LAS VEGAS (Reuters) – President Donald Trump is capping a frenzied first week back in office with a stop in Las Vegas on Saturday to talk about cutting taxes on tips, a 2024 campaign promise he made in the gambling and hospitality hub.

Since taking office on Monday, the new Republican president reversed a myriad of policies put in place by Democratic predecessor Joe Biden and moved to fulfill his vow of remaking and shrinking the federal bureaucracy.

In visits on Friday to disaster areas in North Carolina and California, Trump pledged federal aid to help those states recover from hurricane and wildfires after floating an idea to shutter the Federal Emergency Management Agency.

In Las Vegas, Trump was expected to discuss a less controversial pledge to end taxation of income from tips and overtime, a proposal he first made in June as he courted service workers in the presidential swing state of Nevada. The tip-heavy hospitality industry comprises more than a fifth of jobs.

“Can you remember that little statement about tips?” Trump said during one of several inauguration day speeches on Monday. “Anybody remember that little statement? I think we won Nevada because of that statement.”

Michael McDonald, Nevada Republican Party chairman, said the idea is attractive to people in the state who are facing high prices for essential goods like food and gas.

“He cares about the no tax on tips, no tax on Social Security. That was something that we brought to the community, and everybody loved it because we’re all hurting,” McDonald told local television after welcoming Trump on Friday night.

Trump promised to pursue an aggressive agenda of tax cuts if re-elected, which may face some hurdles even in a U.S. Congress controlled by his fellow Republicans.
☆ ☆ ☆
§ What you will do:
(a) According to the news report, why does the Nevada Republican Party chairman say the idea of ending taxes on tips appeals to people in the state? Answer in one to three sentences.
(b) Carry on the news report about Trump's Las Vegas visit, starting right after its final sentence.
The rows after this point are separate material, unconnected to the news report.

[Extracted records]
☆ ☆ ☆
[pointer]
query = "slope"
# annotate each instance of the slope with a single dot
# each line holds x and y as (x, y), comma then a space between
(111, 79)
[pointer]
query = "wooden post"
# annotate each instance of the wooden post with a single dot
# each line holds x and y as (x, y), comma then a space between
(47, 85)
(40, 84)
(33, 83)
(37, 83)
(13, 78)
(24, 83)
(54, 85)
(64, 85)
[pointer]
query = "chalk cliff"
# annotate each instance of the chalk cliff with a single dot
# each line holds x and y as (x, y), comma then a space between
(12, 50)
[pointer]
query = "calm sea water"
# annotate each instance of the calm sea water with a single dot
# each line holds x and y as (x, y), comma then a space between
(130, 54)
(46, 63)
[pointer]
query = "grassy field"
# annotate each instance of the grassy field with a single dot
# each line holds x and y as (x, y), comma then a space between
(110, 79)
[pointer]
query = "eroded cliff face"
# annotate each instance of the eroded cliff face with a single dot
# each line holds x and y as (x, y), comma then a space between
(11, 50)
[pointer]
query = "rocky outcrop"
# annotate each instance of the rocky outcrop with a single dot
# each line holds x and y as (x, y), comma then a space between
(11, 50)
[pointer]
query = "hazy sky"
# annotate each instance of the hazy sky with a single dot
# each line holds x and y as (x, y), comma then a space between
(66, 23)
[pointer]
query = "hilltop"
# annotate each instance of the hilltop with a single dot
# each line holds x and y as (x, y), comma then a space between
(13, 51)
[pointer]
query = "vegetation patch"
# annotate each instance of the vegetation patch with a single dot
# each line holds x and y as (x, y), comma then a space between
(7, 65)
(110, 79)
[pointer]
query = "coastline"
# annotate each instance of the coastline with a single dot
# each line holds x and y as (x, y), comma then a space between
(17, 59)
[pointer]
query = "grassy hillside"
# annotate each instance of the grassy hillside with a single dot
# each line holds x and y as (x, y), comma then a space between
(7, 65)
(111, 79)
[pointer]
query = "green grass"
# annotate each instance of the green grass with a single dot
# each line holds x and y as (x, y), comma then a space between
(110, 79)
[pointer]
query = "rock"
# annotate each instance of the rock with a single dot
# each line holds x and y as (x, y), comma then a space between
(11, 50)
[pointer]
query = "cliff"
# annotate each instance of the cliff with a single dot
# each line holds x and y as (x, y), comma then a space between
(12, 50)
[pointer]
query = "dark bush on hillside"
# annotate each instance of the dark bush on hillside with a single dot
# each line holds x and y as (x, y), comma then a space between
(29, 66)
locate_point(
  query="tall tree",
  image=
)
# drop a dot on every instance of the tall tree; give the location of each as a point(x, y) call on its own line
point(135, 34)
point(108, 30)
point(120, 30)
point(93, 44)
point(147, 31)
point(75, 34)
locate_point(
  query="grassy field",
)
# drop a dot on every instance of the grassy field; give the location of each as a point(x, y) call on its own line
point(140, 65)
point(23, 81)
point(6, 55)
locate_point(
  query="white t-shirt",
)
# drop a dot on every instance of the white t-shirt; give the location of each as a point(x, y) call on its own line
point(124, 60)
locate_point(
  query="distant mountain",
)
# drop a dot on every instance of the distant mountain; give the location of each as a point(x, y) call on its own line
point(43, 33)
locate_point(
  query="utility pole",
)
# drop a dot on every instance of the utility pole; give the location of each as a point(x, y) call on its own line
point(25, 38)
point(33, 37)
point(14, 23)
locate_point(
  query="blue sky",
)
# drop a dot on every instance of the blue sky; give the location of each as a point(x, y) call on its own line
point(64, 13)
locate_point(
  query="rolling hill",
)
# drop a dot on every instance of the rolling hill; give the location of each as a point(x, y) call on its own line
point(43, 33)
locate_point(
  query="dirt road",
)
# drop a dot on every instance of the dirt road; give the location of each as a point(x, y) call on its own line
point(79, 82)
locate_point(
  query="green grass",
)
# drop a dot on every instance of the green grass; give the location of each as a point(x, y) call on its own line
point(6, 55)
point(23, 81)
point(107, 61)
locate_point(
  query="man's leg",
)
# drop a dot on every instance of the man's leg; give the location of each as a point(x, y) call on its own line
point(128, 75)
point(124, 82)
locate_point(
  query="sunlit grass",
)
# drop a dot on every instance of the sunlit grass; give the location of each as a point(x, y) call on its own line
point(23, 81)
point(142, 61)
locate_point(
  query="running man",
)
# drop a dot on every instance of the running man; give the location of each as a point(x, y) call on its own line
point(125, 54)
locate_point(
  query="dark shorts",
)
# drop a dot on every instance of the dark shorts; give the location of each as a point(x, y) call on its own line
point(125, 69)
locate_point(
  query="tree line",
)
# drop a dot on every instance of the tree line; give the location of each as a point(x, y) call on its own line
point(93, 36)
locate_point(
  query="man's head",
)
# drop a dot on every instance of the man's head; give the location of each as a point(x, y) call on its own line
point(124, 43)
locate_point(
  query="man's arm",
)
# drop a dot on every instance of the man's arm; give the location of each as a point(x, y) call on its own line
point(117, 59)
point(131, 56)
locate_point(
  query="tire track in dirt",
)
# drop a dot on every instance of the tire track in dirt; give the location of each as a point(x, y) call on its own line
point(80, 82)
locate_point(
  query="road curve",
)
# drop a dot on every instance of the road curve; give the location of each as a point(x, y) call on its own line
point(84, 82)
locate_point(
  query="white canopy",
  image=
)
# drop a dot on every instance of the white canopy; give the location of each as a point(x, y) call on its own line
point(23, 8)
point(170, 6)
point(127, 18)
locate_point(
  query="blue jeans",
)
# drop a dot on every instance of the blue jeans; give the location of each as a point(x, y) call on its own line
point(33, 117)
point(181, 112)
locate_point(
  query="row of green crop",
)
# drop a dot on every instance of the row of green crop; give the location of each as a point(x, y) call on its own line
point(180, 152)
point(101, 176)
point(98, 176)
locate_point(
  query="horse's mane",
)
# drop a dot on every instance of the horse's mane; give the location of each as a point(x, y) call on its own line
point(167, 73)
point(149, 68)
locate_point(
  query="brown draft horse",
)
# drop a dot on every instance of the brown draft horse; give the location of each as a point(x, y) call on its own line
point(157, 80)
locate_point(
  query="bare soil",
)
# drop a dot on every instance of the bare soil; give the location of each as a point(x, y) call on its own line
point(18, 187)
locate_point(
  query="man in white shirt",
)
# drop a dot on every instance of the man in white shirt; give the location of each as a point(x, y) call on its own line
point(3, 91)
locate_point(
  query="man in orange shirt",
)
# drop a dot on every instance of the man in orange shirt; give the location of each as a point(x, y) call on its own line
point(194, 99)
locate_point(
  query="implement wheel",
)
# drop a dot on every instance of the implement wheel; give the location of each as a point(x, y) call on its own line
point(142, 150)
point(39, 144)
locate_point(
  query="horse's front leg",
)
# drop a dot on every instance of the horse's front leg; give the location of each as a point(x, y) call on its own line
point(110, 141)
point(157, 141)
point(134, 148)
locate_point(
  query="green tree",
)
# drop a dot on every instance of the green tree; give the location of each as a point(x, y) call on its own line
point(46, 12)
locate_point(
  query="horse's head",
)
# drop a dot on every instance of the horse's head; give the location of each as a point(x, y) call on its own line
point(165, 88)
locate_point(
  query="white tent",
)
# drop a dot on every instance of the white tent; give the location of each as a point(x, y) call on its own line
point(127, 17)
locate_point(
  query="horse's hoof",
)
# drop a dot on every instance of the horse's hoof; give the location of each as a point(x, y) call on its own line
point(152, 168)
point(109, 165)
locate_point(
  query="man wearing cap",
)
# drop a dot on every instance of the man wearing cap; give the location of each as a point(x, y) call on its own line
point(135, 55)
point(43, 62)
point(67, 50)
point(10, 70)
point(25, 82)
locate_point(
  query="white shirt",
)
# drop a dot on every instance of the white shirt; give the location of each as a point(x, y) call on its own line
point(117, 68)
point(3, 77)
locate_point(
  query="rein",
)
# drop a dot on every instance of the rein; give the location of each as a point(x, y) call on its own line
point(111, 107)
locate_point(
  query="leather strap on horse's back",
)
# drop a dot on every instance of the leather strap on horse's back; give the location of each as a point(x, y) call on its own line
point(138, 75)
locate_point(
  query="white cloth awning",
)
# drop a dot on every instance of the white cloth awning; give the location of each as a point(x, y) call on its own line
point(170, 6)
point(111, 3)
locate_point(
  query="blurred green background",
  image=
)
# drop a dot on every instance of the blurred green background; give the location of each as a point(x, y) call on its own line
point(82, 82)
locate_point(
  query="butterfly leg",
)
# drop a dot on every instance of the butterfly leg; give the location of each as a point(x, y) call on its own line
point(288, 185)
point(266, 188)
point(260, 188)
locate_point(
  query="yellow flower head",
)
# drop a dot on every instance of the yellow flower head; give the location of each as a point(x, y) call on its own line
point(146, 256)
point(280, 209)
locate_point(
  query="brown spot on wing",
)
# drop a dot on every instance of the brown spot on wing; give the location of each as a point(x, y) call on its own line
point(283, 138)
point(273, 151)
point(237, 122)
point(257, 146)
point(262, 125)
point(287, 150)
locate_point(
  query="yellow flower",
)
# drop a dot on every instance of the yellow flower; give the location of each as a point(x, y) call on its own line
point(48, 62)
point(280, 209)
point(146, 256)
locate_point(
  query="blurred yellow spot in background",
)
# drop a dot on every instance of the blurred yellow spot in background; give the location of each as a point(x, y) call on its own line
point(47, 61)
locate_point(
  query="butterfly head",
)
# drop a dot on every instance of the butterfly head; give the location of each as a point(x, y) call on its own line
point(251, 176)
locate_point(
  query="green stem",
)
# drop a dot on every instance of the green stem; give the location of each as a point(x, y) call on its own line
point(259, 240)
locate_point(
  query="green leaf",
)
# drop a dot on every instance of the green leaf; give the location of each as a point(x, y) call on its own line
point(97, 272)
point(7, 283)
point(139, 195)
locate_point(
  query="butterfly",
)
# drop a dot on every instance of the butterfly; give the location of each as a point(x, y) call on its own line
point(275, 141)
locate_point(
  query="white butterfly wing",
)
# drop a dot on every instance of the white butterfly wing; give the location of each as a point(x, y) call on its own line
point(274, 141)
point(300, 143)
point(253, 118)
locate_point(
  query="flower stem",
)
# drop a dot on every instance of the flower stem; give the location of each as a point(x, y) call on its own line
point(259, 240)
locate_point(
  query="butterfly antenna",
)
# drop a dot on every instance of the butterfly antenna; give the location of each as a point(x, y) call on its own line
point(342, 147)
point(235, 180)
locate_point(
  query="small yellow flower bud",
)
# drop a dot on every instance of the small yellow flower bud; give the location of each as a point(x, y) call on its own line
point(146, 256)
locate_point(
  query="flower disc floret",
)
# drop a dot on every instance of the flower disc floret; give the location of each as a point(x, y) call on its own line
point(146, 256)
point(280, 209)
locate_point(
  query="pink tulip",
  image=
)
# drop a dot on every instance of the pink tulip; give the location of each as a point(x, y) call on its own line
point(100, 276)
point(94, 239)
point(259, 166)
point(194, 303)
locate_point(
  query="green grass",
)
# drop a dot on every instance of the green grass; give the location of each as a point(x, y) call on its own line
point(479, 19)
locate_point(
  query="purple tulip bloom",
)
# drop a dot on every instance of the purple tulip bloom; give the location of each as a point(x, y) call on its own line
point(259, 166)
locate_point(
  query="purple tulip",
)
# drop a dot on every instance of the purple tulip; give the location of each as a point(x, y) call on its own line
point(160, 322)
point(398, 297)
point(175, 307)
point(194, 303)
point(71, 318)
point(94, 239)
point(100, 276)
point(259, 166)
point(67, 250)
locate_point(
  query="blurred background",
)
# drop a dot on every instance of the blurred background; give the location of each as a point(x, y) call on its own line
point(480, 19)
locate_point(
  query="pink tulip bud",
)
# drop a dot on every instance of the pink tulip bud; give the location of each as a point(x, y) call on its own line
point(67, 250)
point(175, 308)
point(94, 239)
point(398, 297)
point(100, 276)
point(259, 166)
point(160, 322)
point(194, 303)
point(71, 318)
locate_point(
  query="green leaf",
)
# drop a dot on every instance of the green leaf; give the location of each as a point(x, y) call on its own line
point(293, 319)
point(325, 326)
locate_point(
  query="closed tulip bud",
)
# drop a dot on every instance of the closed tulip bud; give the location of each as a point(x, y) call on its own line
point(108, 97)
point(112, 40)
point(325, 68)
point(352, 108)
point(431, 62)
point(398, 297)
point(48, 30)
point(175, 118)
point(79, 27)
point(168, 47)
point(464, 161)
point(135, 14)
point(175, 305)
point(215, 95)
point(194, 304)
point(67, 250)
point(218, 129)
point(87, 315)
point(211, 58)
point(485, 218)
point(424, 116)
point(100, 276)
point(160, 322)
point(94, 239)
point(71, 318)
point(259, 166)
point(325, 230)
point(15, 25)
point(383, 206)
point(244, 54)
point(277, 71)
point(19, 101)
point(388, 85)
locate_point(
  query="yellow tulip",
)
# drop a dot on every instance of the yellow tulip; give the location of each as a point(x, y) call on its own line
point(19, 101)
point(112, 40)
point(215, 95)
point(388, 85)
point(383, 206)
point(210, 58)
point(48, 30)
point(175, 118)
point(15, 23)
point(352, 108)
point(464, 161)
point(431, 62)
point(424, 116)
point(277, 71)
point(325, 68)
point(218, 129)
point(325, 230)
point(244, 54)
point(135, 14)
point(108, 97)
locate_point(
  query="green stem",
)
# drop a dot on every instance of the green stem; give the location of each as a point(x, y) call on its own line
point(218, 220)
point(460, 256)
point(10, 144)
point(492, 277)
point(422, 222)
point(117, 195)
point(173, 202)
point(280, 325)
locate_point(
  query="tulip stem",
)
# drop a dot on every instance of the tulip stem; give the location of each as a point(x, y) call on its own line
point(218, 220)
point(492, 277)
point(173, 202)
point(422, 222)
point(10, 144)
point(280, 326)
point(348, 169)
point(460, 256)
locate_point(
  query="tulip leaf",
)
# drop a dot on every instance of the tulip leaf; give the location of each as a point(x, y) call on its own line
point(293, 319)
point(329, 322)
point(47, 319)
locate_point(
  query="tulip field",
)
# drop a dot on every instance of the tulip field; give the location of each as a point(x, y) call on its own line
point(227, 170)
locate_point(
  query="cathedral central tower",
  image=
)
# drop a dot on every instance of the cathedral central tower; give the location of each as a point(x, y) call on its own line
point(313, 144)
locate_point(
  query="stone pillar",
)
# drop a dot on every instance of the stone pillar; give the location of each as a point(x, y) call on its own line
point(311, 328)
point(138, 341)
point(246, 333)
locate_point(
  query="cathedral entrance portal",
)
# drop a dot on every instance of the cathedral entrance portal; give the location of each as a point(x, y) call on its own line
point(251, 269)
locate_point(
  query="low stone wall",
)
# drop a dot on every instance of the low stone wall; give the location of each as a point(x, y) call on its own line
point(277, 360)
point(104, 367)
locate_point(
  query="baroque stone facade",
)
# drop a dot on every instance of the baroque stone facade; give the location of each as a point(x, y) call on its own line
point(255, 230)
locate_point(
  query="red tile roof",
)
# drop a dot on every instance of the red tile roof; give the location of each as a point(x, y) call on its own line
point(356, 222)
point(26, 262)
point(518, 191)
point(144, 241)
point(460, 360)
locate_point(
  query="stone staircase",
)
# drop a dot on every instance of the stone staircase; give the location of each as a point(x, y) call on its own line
☆ ☆ ☆
§ Answers to the tasks:
(a) Michael McDonald says the idea appeals to Nevadans because they face high prices for essential goods like food and gas. In his words, "we're all hurting."

(b)
The proposals Trump made on the campaign trail – from extending his 2017 tax cuts to abolishing tax on tips, overtime and Social Security benefits – could add $7.5 trillion to the nation’s debt over the next decade, according to the nonpartisan Committee for a Responsible Federal Budget.

Trump is pushing a plan to explicitly use revenue from higher tariffs on imported goods to help pay for extending trillions of dollars in tax cuts, an unprecedented shift likely to face opposition from Republican budget hawks concerned about the reliability and durability of tariff revenue.

Days before he returned to office, some of his Republican allies in Congress warned that Trump’s aggressive tax-cut agenda could fall victim to signs of worry in the bond market.

At a closed-door meeting on Capitol Hill, Republicans in the House of Representatives aired concerns that the estimated $4 trillion cost over the next 10 years of extending the 2017 Trump tax cuts could undermine the U.S. government’s ability to service its $36 trillion in debt, which is growing at a pace of $2 trillion a year.